REQUEST 1
Set down word for word the part of the electrical coupler text below, starting at "In some variants, the electrical" and ending at "by this reference.".

In some variants, the coupler can include one or more secondary phase (e.g., to enhance electrical conductivity, to enhance chemical stability, to enhance thermal behaviors, etc.).
The electrical coupler can be formed from a single continuous component and/or can be formed by bonding and/or joining a plurality of separate components together (e.g., using a bonding agent, bonding material, joining material, etc. such as described below).
The electrical coupler can be cylindrical, prismatoid (e.g., pyramidal, prismatic, antiprismatic, parallelepipedal, cupolaed, frustral, cube, rectangular prism, triangular prism, pentagonal prism, etc.), toroid (e.g., square toroid, rectangular toroid, hexagonal toroid, degenerate toroid, etc.), conical, and/or can have other suitable shapes (e.g., combinations of the aforementioned shapes).
In variants of the electrical coupler that are formed from silicon carbide (or other related composites or alloys such as siliconized silicon carbide, carbon-doped silicon carbide, etc.), the electrical couplers are preferably substantially fully densified (e.g., solid, density void space of less than about 10%, porosity less than 10%, etc.). As an illustrative example, a silicon carbide coupler can have a density between about 2.5 and about 3.22 g/cm3. In these variants, the silicon carbide can be formed via reaction bonded or siliconized silicon carbide (e.g., silicon carbide where voids or interstitials are filled with silicon). However, other silicon carbide formation methods can be used. For example, sintered silicon carbide and/or recrystallized silicon carbide are other possible variants for the electrical coupler. In some variations, the silicon carbide can include dopants such as boron, nitrogen, phosphorous, and/or other suitable dopants, which can be included to modify sintering properties, electrical conductivity, stability, and/or other properties of the electrical coupler.
In some variants, the electrical coupler can be designed to allow fluid flow therethrough (e.g., have a structure as described for an electrical coupler disclosed in U.S. patent application Ser. No. 18/758,642 titled ‘ELECTRICAL COUPLER FOR RESISTIVELY HEATED REACTOR SYSTEMS’ filed 28 Jun. 2024 which is incorporated in its entirety by this reference.
The catalytic element functions to drive (e.g., increase a reaction rate, decrease a reaction energy barrier, etc.) target chemical reactions. The catalytic element is preferably disposed between at least two electrical couplers (e.g., an anode and a cathode). However, a single electrical coupler (that acts as both cathode and anode) can be used (e.g., when an electrical path through the catalytic element passes through the majority of the volume of the catalytic element before connecting the anode to the cathode). A single coupler or pair of couplers can alternatively be used to join a plurality of elements.
The catalytic element can be cylindrical, prismatoid (e.g., pyramidal, prismatic, antiprismatic, parallelepipedal, cupolaed, frustral, cube, rectangular prism, triangular prism, pentagonal prism, etc.), toroid (e.g., square toroid, rectangular toroid, hexagonal toroid, degenerate toroid, etc.), conical, and/or can have other suitable shapes (typically but not necessarily a 3D shape with two planar broad surface ends).

RECORDED DATA

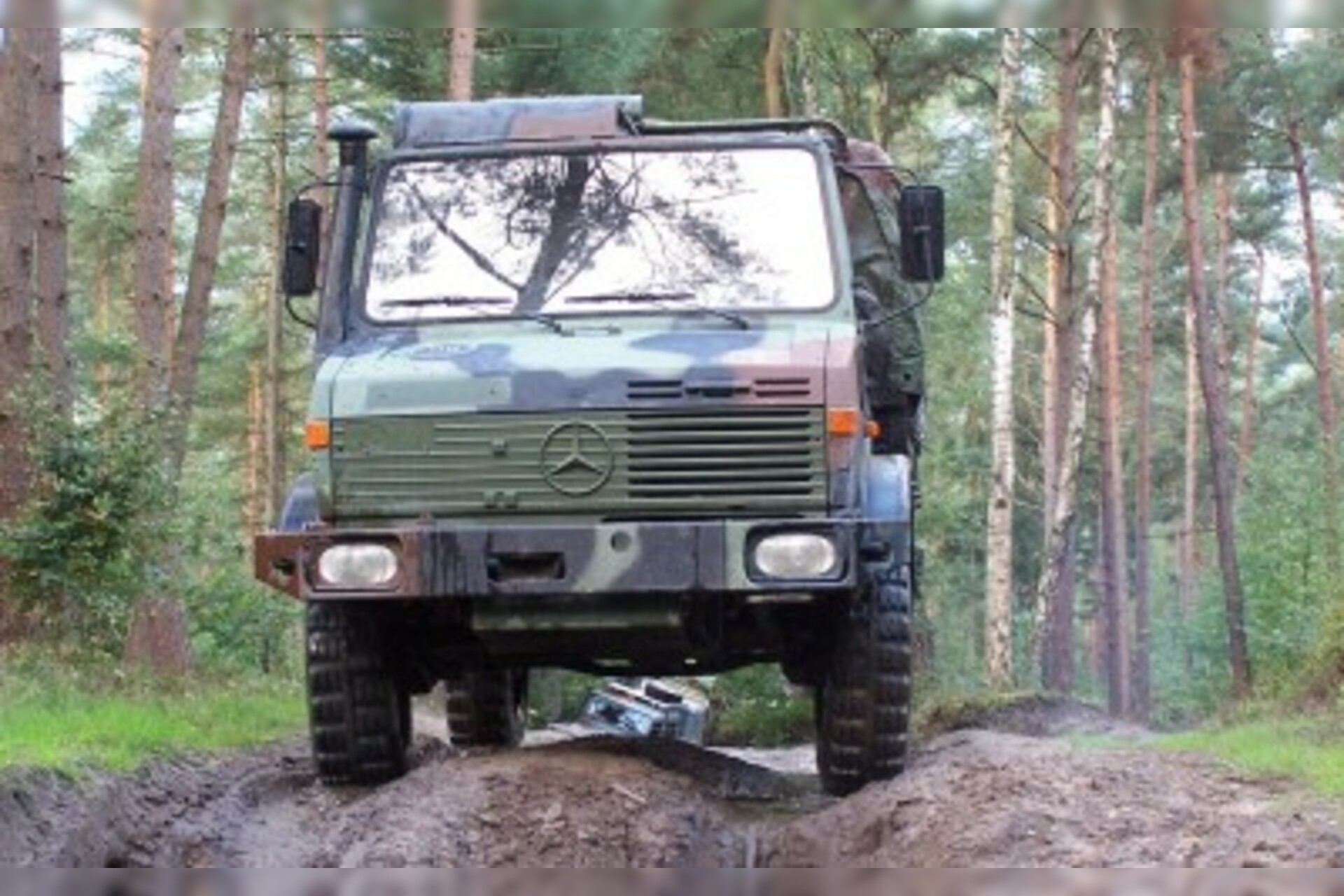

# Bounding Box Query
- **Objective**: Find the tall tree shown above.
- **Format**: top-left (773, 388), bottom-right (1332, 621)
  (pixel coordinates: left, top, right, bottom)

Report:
top-left (1132, 52), bottom-right (1161, 722)
top-left (1286, 117), bottom-right (1341, 582)
top-left (32, 27), bottom-right (74, 412)
top-left (262, 32), bottom-right (293, 524)
top-left (985, 28), bottom-right (1023, 688)
top-left (764, 0), bottom-right (789, 118)
top-left (1094, 28), bottom-right (1132, 716)
top-left (1036, 29), bottom-right (1116, 689)
top-left (1236, 243), bottom-right (1268, 496)
top-left (1176, 28), bottom-right (1254, 699)
top-left (168, 27), bottom-right (257, 472)
top-left (446, 0), bottom-right (477, 102)
top-left (134, 24), bottom-right (187, 407)
top-left (0, 28), bottom-right (36, 520)
top-left (1037, 22), bottom-right (1084, 694)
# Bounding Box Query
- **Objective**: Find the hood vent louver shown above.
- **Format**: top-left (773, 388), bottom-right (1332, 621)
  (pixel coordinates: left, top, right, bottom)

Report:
top-left (625, 376), bottom-right (820, 403)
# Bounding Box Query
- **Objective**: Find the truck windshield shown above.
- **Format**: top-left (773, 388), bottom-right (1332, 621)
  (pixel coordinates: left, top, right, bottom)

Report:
top-left (365, 148), bottom-right (836, 323)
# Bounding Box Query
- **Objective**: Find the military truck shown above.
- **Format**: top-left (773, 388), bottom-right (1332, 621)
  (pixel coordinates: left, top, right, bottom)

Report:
top-left (255, 97), bottom-right (944, 794)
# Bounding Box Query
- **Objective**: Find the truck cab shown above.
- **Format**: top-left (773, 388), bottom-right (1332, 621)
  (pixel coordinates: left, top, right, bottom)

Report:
top-left (255, 97), bottom-right (942, 794)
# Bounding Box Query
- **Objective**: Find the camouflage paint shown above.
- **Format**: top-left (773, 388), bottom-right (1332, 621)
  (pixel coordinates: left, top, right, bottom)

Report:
top-left (255, 99), bottom-right (922, 666)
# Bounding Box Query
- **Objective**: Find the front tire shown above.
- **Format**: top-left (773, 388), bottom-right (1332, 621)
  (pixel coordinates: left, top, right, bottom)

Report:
top-left (307, 603), bottom-right (412, 785)
top-left (817, 566), bottom-right (913, 797)
top-left (444, 671), bottom-right (527, 750)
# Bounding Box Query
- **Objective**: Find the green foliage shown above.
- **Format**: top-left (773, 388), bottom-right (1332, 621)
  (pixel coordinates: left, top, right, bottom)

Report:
top-left (0, 652), bottom-right (304, 771)
top-left (0, 402), bottom-right (172, 652)
top-left (1156, 718), bottom-right (1344, 797)
top-left (708, 665), bottom-right (816, 750)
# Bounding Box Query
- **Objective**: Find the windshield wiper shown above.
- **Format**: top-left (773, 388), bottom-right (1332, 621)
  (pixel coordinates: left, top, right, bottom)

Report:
top-left (500, 312), bottom-right (574, 336)
top-left (383, 295), bottom-right (570, 336)
top-left (382, 295), bottom-right (513, 307)
top-left (564, 293), bottom-right (751, 329)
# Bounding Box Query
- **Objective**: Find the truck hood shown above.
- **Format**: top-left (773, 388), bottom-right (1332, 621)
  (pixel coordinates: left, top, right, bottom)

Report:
top-left (323, 323), bottom-right (856, 419)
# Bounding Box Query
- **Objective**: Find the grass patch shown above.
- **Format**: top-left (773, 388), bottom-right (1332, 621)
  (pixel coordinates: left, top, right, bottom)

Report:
top-left (1154, 719), bottom-right (1344, 797)
top-left (708, 665), bottom-right (815, 750)
top-left (0, 647), bottom-right (305, 772)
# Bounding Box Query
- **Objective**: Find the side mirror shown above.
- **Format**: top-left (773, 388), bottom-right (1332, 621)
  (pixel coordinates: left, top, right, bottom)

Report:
top-left (900, 187), bottom-right (946, 284)
top-left (285, 199), bottom-right (323, 298)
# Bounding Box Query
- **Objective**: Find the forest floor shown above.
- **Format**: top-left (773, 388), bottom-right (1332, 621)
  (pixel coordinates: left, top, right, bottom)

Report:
top-left (0, 701), bottom-right (1344, 868)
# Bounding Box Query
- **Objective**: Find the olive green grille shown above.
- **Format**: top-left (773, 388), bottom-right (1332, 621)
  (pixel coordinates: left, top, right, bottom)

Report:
top-left (332, 407), bottom-right (827, 519)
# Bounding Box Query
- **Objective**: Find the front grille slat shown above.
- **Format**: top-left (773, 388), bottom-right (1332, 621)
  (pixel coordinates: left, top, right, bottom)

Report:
top-left (332, 405), bottom-right (828, 519)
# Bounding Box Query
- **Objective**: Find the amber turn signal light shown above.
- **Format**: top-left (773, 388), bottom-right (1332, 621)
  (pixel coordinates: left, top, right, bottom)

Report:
top-left (827, 407), bottom-right (865, 440)
top-left (304, 421), bottom-right (332, 451)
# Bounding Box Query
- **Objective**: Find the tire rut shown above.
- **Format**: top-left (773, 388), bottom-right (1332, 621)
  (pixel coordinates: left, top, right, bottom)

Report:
top-left (8, 731), bottom-right (1344, 868)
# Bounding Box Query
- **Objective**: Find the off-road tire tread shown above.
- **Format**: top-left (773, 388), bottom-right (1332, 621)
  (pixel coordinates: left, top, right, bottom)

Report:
top-left (817, 566), bottom-right (913, 797)
top-left (444, 671), bottom-right (527, 750)
top-left (307, 603), bottom-right (410, 785)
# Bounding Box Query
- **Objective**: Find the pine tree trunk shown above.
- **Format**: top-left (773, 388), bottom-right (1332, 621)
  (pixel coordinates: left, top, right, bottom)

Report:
top-left (1037, 22), bottom-right (1082, 694)
top-left (94, 248), bottom-right (111, 408)
top-left (985, 28), bottom-right (1023, 689)
top-left (134, 28), bottom-right (186, 407)
top-left (244, 363), bottom-right (266, 539)
top-left (792, 28), bottom-right (821, 118)
top-left (446, 0), bottom-right (477, 102)
top-left (262, 36), bottom-right (290, 525)
top-left (1132, 63), bottom-right (1161, 722)
top-left (1214, 171), bottom-right (1233, 405)
top-left (168, 28), bottom-right (257, 479)
top-left (1236, 244), bottom-right (1268, 496)
top-left (32, 27), bottom-right (74, 414)
top-left (762, 0), bottom-right (789, 118)
top-left (1287, 121), bottom-right (1341, 582)
top-left (1096, 28), bottom-right (1132, 718)
top-left (1036, 24), bottom-right (1116, 693)
top-left (1180, 48), bottom-right (1254, 700)
top-left (0, 28), bottom-right (36, 522)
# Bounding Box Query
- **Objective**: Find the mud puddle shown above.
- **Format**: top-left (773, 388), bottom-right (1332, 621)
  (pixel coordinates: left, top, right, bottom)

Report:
top-left (8, 719), bottom-right (1344, 868)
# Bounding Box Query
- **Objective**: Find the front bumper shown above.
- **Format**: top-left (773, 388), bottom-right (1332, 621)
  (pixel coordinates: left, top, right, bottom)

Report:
top-left (254, 520), bottom-right (863, 601)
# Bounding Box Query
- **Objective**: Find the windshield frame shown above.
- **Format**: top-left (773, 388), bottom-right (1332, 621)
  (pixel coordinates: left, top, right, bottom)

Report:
top-left (349, 133), bottom-right (850, 333)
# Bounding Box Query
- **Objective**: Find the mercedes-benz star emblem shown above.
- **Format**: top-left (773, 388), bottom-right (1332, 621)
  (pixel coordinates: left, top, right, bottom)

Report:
top-left (542, 423), bottom-right (615, 498)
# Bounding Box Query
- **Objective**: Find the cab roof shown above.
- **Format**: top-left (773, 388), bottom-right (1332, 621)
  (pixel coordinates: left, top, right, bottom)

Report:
top-left (393, 95), bottom-right (847, 155)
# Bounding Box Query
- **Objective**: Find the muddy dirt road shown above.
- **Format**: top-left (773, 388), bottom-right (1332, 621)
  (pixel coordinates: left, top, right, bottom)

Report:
top-left (0, 718), bottom-right (1344, 868)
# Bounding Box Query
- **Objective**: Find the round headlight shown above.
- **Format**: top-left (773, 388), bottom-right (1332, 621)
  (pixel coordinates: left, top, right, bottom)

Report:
top-left (317, 544), bottom-right (399, 589)
top-left (754, 532), bottom-right (840, 580)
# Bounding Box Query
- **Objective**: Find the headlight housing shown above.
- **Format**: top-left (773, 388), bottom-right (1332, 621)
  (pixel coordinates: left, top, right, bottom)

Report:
top-left (317, 544), bottom-right (400, 589)
top-left (751, 532), bottom-right (844, 582)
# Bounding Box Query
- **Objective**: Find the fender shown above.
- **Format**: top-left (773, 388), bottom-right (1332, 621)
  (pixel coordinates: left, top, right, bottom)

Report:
top-left (860, 454), bottom-right (916, 563)
top-left (276, 473), bottom-right (321, 535)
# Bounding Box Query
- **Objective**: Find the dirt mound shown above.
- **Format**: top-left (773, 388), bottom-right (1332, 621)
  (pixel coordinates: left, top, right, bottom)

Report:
top-left (762, 732), bottom-right (1344, 868)
top-left (0, 732), bottom-right (1344, 868)
top-left (919, 694), bottom-right (1149, 740)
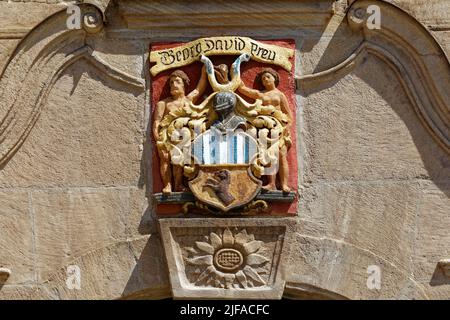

REQUEST 2
How many lines of the listing above contain the string "grille"? Reply with the number alone.

WRITTEN ANSWER 1
In some variants, the electrical coupler can be designed to allow fluid flow therethrough (e.g., have a structure as described for an electrical coupler disclosed in U.S. patent application Ser. No. 18/758,642 titled ‘ELECTRICAL COUPLER FOR RESISTIVELY HEATED REACTOR SYSTEMS’ filed 28 Jun. 2024 which is incorporated in its entirety by this reference.

WRITTEN ANSWER 2
2